• _EXERCICE_: Relevez dans l'extrait source tous les adjectifs qui qualifient l'homme dans la phrase commençant par « C'est un homme cultivé », en respectant leur ordre d'apparition.

• _EXTRAIT SOURCE_:
........
Ce texte est l'occasion pour Guerrieri de puiser dans les souvenirs, bons ou mauvais de son enfance avec ses odeurs de nourriture qui maintenant se mêlent à celles des livres. C'est aussi pour l'auteur l'occasion d'offrir à son lecteur une galerie de nombreux portraits. Je retiens volontiers celui de « Sœur Claudia », une religieuse atypique, qu'il prend d'abord pour un officier de police puisqu'elle porte jeans, veste de cuir et enseigne la boxe chinoise. Elle est directrice du foyer d’accueil pour femmes battues et a bien entendu présenté Martina, une femme pauvre et anonyme à Guido pour qu'il la défende. Pour autant, les femmes qu'il croise lui font toujours de l'effet et notamment sœur Claudia et les informations qu'elle lui donne à propos des arts martiaux dépassent largement le cadre de ses cours sur la boxe chinoise. Chacune de leurs rencontres a quelque chose d'électrique, de magnétique même, un peu comme si Guido était subjugué par elle, tout comme elle d'ailleurs. Cela en fait un personnage assez énigmatique qui, à la fin, lui raconte son histoire ! Pourtant, il vit avec Margherita dont il est amoureux. C'est un homme cultivé, humain, humaniste, intuitif, consciencieux que nous voyons dans l'exercice de son métier d'avocat dans d'autres affaires qu'il est amené à défendre, ce qui égare un peu le lecteur. Cela en fait, non pas un « giallo » comme disent nos amis italiens, puisqu'il il n'y a pas vraiment d'enquête, mais un compte rendu des débats devant la Cour, ce qui en fait un authentique roman judiciaire qui ne fait pourtant pas l'impasse sur le suspense.
........
• _LIGNES ENREGISTRÉES_:

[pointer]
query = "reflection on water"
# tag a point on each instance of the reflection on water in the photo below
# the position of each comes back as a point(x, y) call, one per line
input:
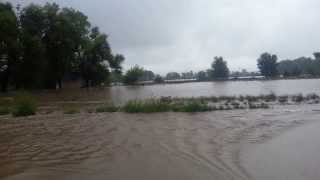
point(121, 94)
point(118, 146)
point(280, 87)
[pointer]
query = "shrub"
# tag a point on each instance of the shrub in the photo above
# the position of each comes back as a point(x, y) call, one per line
point(107, 108)
point(4, 111)
point(297, 98)
point(270, 97)
point(312, 96)
point(71, 110)
point(148, 106)
point(283, 99)
point(193, 106)
point(24, 105)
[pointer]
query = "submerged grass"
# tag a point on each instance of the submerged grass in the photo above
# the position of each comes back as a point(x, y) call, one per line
point(70, 109)
point(4, 111)
point(149, 106)
point(193, 106)
point(107, 108)
point(24, 105)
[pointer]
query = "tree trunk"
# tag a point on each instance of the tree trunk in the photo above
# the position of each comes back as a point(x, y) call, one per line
point(59, 83)
point(4, 82)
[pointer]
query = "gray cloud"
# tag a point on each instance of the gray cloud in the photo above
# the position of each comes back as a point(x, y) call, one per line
point(181, 35)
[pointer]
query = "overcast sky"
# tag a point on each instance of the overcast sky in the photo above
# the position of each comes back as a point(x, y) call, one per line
point(183, 35)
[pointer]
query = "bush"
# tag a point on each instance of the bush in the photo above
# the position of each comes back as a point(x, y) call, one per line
point(24, 105)
point(297, 98)
point(4, 111)
point(283, 99)
point(193, 106)
point(71, 110)
point(107, 108)
point(312, 96)
point(270, 97)
point(148, 106)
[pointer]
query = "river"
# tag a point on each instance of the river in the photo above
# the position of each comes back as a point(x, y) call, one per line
point(121, 94)
point(120, 146)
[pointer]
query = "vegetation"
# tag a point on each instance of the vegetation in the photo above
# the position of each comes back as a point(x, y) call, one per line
point(4, 110)
point(107, 108)
point(24, 105)
point(149, 106)
point(41, 45)
point(301, 66)
point(219, 69)
point(158, 79)
point(70, 109)
point(193, 106)
point(267, 64)
point(132, 75)
point(173, 76)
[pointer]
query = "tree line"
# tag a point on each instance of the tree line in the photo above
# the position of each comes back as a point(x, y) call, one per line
point(267, 63)
point(41, 45)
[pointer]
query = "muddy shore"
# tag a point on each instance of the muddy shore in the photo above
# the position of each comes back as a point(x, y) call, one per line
point(140, 146)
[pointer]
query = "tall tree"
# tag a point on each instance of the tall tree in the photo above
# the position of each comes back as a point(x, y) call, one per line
point(9, 45)
point(65, 35)
point(219, 69)
point(94, 68)
point(267, 63)
point(133, 75)
point(32, 67)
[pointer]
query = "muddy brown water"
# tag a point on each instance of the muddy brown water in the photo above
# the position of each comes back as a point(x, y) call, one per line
point(121, 94)
point(119, 146)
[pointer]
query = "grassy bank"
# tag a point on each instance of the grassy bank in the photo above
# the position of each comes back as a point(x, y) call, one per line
point(25, 105)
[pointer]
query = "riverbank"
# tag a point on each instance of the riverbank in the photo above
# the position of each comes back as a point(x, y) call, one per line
point(139, 146)
point(231, 79)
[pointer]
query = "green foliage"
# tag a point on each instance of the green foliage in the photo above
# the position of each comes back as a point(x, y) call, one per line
point(8, 44)
point(107, 108)
point(173, 76)
point(43, 44)
point(149, 106)
point(267, 65)
point(70, 109)
point(297, 98)
point(219, 69)
point(132, 75)
point(4, 110)
point(193, 106)
point(202, 76)
point(24, 105)
point(158, 79)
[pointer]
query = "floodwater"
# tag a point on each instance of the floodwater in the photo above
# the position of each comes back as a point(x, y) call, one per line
point(121, 94)
point(224, 88)
point(293, 155)
point(119, 146)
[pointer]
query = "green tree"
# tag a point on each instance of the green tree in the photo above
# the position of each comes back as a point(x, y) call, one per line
point(9, 45)
point(158, 79)
point(173, 76)
point(94, 68)
point(219, 69)
point(202, 76)
point(32, 67)
point(267, 64)
point(132, 75)
point(64, 38)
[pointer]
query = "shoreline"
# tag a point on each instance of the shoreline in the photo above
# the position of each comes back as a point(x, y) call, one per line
point(194, 146)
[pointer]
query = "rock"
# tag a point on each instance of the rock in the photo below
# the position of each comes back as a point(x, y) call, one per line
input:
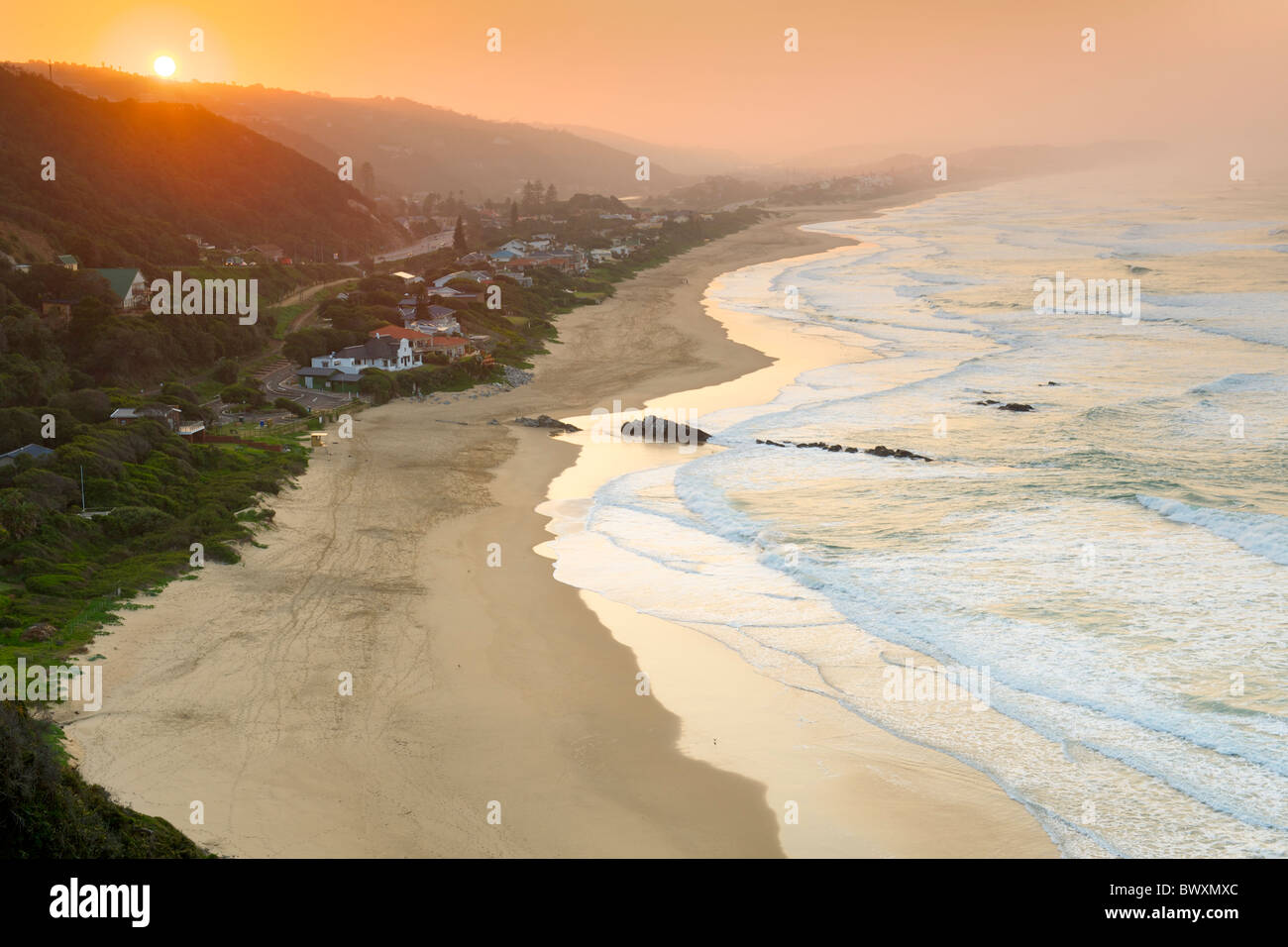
point(879, 451)
point(651, 429)
point(883, 451)
point(40, 631)
point(545, 421)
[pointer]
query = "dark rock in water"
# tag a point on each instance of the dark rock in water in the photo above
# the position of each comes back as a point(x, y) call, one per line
point(880, 451)
point(651, 429)
point(40, 631)
point(545, 421)
point(883, 451)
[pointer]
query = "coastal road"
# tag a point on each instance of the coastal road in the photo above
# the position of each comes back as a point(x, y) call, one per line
point(434, 241)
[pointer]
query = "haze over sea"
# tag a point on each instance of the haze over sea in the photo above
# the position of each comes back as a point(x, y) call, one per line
point(1116, 558)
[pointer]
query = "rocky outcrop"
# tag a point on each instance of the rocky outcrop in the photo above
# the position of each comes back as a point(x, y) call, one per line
point(545, 421)
point(652, 429)
point(883, 451)
point(879, 451)
point(40, 631)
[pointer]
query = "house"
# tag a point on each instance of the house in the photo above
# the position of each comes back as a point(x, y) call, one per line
point(331, 379)
point(524, 281)
point(451, 346)
point(170, 415)
point(343, 368)
point(37, 453)
point(56, 311)
point(417, 341)
point(269, 252)
point(476, 274)
point(438, 320)
point(128, 285)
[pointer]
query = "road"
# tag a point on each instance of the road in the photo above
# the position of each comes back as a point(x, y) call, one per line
point(434, 241)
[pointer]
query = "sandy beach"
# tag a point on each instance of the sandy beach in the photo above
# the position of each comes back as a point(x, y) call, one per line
point(482, 688)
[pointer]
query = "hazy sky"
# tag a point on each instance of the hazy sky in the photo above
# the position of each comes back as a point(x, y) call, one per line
point(931, 75)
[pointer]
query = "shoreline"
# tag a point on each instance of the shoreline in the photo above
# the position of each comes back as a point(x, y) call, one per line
point(475, 684)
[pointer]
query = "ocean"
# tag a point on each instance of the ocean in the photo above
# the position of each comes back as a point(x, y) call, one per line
point(1111, 565)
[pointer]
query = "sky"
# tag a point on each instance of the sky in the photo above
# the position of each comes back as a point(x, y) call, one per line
point(918, 75)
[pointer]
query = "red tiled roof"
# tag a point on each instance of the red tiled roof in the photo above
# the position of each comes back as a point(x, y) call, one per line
point(397, 333)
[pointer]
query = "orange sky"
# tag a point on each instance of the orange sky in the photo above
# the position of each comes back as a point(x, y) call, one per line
point(921, 73)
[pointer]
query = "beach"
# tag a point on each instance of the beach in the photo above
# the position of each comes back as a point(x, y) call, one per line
point(494, 710)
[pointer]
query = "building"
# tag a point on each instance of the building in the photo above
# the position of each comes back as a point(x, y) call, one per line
point(343, 368)
point(423, 343)
point(56, 311)
point(322, 377)
point(170, 415)
point(37, 453)
point(269, 252)
point(417, 341)
point(451, 346)
point(128, 285)
point(523, 279)
point(476, 274)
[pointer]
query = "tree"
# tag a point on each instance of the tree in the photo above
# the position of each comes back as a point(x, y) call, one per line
point(368, 179)
point(226, 371)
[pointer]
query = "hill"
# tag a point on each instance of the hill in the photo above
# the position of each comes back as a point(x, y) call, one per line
point(412, 147)
point(133, 176)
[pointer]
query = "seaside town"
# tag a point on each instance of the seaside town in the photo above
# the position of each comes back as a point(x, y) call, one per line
point(636, 433)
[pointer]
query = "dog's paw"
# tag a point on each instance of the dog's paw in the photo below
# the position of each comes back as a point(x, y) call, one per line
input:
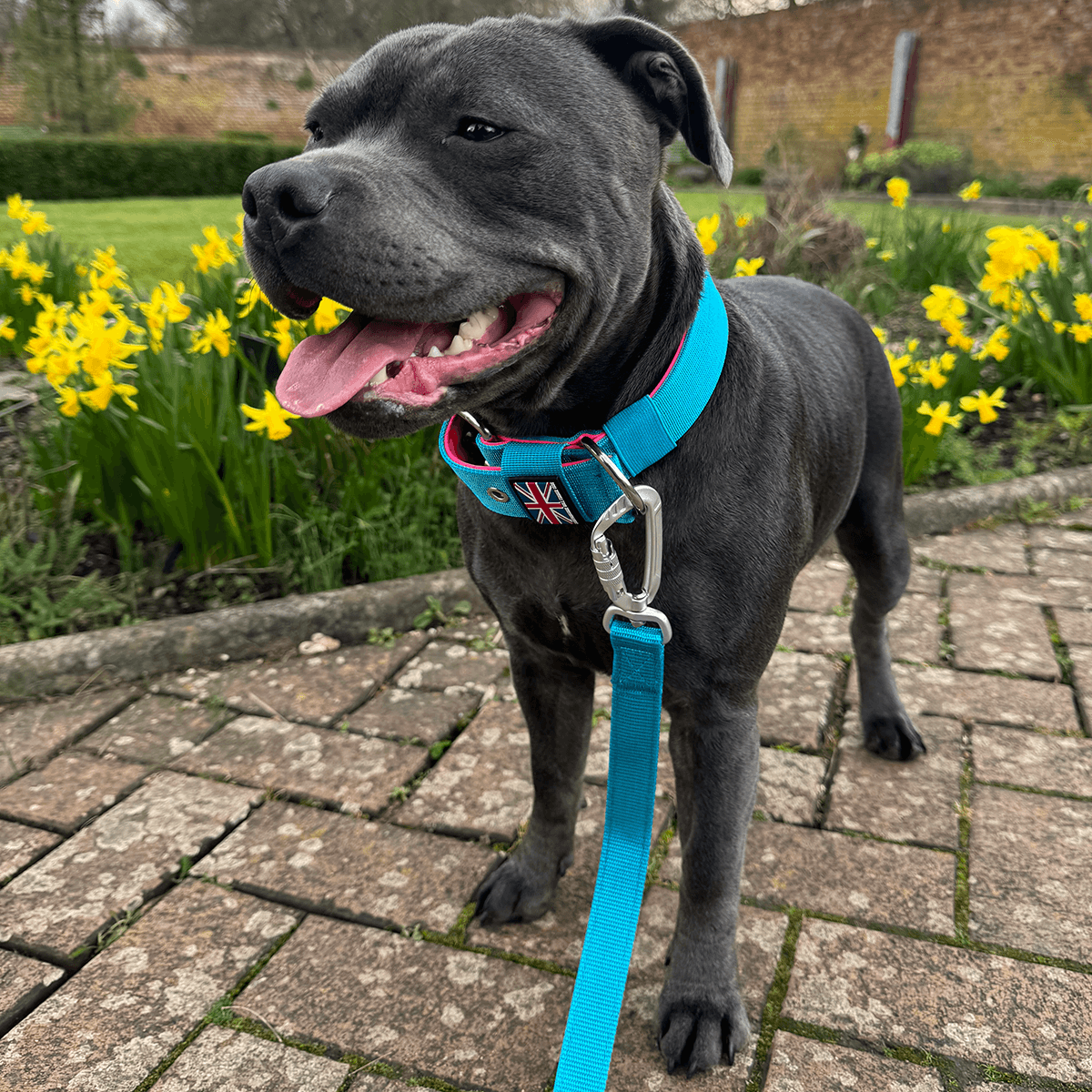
point(894, 737)
point(514, 891)
point(697, 1033)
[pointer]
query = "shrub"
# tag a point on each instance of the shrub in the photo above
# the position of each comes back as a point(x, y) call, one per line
point(85, 169)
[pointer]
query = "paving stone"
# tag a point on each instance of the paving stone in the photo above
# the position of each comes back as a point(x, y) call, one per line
point(112, 1025)
point(558, 936)
point(1075, 627)
point(314, 689)
point(1063, 562)
point(70, 790)
point(20, 845)
point(856, 877)
point(820, 584)
point(31, 734)
point(401, 713)
point(999, 551)
point(462, 1016)
point(118, 861)
point(905, 802)
point(25, 983)
point(987, 698)
point(803, 1064)
point(986, 1008)
point(481, 784)
point(1059, 538)
point(599, 759)
point(794, 699)
point(814, 632)
point(637, 1062)
point(441, 665)
point(994, 632)
point(154, 730)
point(349, 867)
point(358, 774)
point(1018, 757)
point(1031, 873)
point(223, 1060)
point(789, 784)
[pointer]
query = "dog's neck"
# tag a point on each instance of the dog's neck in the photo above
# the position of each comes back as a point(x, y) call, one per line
point(637, 355)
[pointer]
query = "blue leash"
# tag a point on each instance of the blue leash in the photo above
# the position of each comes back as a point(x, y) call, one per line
point(632, 787)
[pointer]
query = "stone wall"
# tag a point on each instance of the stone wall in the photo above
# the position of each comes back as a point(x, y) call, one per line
point(1009, 80)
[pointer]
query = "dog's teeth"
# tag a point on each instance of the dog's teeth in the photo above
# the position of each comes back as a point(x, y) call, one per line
point(474, 326)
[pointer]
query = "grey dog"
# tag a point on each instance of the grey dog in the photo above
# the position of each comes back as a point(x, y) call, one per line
point(490, 201)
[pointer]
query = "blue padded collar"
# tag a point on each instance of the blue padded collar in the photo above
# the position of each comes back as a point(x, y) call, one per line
point(554, 480)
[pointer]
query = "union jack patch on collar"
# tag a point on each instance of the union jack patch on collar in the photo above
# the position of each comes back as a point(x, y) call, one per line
point(545, 500)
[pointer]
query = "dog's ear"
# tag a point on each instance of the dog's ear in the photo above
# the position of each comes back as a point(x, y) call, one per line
point(667, 79)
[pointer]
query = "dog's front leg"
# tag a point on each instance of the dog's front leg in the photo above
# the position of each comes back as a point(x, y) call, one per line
point(556, 697)
point(715, 752)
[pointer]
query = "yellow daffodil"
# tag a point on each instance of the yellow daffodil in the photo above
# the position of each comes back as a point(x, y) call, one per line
point(707, 228)
point(986, 405)
point(272, 419)
point(745, 268)
point(938, 418)
point(212, 336)
point(898, 191)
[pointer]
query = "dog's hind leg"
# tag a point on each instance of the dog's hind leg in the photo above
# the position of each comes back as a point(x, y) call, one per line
point(556, 698)
point(874, 541)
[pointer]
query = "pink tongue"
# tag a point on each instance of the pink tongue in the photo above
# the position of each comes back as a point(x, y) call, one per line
point(326, 370)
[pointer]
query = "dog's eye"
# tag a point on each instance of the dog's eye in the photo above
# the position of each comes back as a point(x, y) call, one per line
point(478, 130)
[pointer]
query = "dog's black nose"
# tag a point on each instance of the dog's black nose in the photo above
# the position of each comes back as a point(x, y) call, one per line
point(288, 192)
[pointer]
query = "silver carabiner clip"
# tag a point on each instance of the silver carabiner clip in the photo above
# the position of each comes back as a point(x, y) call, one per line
point(634, 606)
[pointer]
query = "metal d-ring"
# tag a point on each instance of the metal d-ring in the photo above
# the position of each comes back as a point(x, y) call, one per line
point(616, 475)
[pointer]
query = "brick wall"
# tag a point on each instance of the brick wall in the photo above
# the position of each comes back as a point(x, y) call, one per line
point(1009, 80)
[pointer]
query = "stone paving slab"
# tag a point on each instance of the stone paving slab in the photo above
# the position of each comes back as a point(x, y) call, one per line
point(804, 1065)
point(820, 584)
point(349, 868)
point(904, 802)
point(25, 983)
point(1075, 627)
point(794, 699)
point(915, 629)
point(113, 865)
point(32, 734)
point(481, 784)
point(69, 791)
point(20, 845)
point(558, 936)
point(989, 1009)
point(994, 632)
point(356, 774)
point(853, 877)
point(441, 665)
point(459, 1016)
point(113, 1024)
point(999, 551)
point(154, 730)
point(991, 699)
point(315, 689)
point(223, 1060)
point(1031, 873)
point(1018, 757)
point(402, 713)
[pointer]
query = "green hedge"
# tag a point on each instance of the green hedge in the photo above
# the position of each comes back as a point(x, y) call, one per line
point(82, 169)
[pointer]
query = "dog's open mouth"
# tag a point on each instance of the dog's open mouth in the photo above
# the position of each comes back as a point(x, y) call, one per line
point(412, 363)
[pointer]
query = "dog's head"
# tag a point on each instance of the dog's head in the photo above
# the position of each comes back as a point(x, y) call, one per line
point(481, 197)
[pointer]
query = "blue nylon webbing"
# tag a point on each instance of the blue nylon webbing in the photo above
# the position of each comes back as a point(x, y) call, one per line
point(637, 680)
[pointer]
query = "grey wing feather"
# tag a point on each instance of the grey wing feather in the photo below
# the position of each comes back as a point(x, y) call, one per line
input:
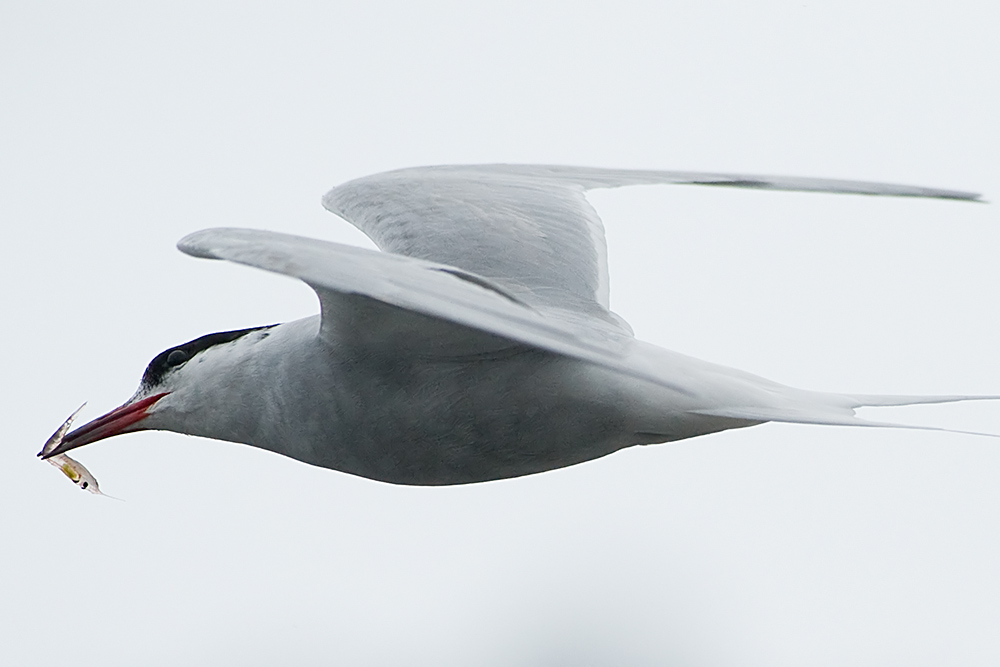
........
• _RÉPONSE_: cultivé, humain, humaniste, intuitif, consciencieux